• **Source passage**:
December 7, 2016 by Shase Hernandez

SFCM’s Technology and Applied Composition (TAC) students have been given exceptional opportunities to study with the film, television, and video game industry’s finest composers and producers since the inception of the program. From getting hands-on training with Emmy-winning artists to working with local organizations like KDFC on sound logos, there are opportunities for real-world experience at every corner of the field.

One of the most fruitful of TAC’s professional relationships is with our faculty from Sony Interactive Entertainment. Working with Sony composers on faculty at SFCM, students get the chance to participate in a semester-long, project-based course known as Composition Workshop. The course begins with a visit from Industry Faculty members Matt Levine and Jonathan Mayer (both music producers at Sony Interactive Entertainment for 10+ years) and is supported with weekly instruction throughout the semester by top industry composers such as Laura Karpman (four-time Emmy winner) and Tim Davies (orchestrator: Frozen, Empire). The course ends with a culminating exercise at Sony Interactive Entertainment in San Mateo where student works are professionally recorded and produced.

“The concept of this whole project is basically we’re giving the students an opportunity to essentially take a practice run at being a professional composer scoring a video game,” says Matt Levine, producer and TAC faculty member. “The idea was to have the students write for a video game — a fictitious video game. We’re trying to expose them to this concept of the composer-client relationship. The composer also needs to sort of step into the shoes of being a producer, as well, and that they’re essentially serving a client with creative services.”

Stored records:
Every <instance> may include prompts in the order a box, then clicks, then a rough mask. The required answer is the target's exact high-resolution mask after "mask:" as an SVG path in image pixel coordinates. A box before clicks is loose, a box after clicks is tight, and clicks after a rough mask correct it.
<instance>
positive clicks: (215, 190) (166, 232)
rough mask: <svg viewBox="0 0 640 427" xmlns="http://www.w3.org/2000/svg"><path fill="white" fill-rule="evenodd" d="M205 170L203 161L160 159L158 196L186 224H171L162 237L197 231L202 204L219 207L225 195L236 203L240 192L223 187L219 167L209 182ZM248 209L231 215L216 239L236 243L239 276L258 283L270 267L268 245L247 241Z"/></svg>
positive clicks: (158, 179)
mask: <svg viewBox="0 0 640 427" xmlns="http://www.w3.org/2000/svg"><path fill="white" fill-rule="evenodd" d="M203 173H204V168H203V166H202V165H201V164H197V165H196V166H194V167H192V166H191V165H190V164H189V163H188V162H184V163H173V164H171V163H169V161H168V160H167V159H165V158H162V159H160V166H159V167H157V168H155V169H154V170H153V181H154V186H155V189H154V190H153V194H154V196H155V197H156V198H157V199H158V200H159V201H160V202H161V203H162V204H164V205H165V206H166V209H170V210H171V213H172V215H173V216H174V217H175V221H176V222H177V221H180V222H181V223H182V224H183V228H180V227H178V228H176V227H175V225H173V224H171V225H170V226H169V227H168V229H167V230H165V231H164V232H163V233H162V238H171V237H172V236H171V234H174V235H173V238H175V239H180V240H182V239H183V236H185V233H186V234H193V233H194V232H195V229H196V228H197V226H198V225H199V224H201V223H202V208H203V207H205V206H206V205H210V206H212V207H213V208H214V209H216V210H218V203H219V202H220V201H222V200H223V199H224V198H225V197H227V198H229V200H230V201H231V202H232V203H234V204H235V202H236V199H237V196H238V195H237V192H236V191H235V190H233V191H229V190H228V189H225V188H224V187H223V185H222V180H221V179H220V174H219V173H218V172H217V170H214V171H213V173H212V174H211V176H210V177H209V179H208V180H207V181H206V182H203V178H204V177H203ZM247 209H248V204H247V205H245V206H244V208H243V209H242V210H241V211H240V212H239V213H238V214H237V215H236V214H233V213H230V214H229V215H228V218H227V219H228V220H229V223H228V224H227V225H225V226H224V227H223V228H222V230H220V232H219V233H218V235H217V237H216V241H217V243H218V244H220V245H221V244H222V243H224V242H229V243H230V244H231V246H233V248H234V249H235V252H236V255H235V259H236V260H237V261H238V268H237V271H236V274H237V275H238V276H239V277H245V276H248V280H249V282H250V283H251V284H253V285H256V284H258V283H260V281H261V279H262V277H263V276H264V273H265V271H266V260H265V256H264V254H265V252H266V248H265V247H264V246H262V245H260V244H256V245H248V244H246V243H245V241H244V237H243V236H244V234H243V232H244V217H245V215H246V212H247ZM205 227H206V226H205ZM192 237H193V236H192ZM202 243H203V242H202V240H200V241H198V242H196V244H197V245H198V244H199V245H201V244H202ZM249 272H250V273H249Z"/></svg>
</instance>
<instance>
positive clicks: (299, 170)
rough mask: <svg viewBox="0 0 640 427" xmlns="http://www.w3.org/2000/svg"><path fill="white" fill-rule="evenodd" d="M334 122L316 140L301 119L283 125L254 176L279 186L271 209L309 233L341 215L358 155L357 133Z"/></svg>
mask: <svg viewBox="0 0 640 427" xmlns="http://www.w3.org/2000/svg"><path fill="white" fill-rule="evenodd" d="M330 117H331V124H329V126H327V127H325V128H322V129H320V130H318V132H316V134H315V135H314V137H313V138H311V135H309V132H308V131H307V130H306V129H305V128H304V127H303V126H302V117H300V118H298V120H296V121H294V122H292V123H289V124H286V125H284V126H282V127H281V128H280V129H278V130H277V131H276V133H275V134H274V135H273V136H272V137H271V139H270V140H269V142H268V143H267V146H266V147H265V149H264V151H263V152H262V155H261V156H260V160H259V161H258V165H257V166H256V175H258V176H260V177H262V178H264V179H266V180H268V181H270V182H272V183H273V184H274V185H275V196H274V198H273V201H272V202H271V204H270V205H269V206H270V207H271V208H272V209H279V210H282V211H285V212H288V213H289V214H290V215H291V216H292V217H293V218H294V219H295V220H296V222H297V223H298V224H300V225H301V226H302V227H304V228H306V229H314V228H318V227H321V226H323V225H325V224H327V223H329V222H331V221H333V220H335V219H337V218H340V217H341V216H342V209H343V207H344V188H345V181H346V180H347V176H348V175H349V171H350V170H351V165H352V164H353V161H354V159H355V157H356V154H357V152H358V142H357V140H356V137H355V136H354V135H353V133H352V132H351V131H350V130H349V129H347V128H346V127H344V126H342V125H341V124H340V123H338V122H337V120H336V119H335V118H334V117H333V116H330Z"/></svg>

• **Activity A**:
According to the article on SFCM's Composition Workshop, where does the course's culminating exercise take place?
• **Activity B**:
Please carry on the article about SFCM's Composition Workshop, picking up after its final sentence.

• **Exercise response A**:
At Sony Interactive Entertainment in San Mateo.

• **Exercise response B**:
During the first visit to Sony at the beginning of the semester, students are briefed on a fictitious video game in development where they are collectively hired as a team of young composers who are all writing works in support of the game. Each student is given a character to write music for complete with story line, game art, and specific technical requests. Throughout the semester, students submit demos to the producers and receive revision requests as if they were working with an actual client. The workflow is intended to simulate the creative, professional, and technical demands placed on composers in real-world production scenarios. Often these requests occur on a tight deadline and require students to work within budgetary restraints and technical challenges. It may require recording a live violin over a synthesized percussion track, or simulate the sound of a whole string section by recording only a quartet and working studio magic on it. Other revision requests may strike an emotional tone such: “The climax of the piece needs a more tragic harmonic language.” The request could also be a technical challenge: “We need something that can loop for 12 bars and work with a variety of different bass lines.” Overall, students practice using the skills as they acquire them in the various coursework and experience a professional composition workflow from start to finish.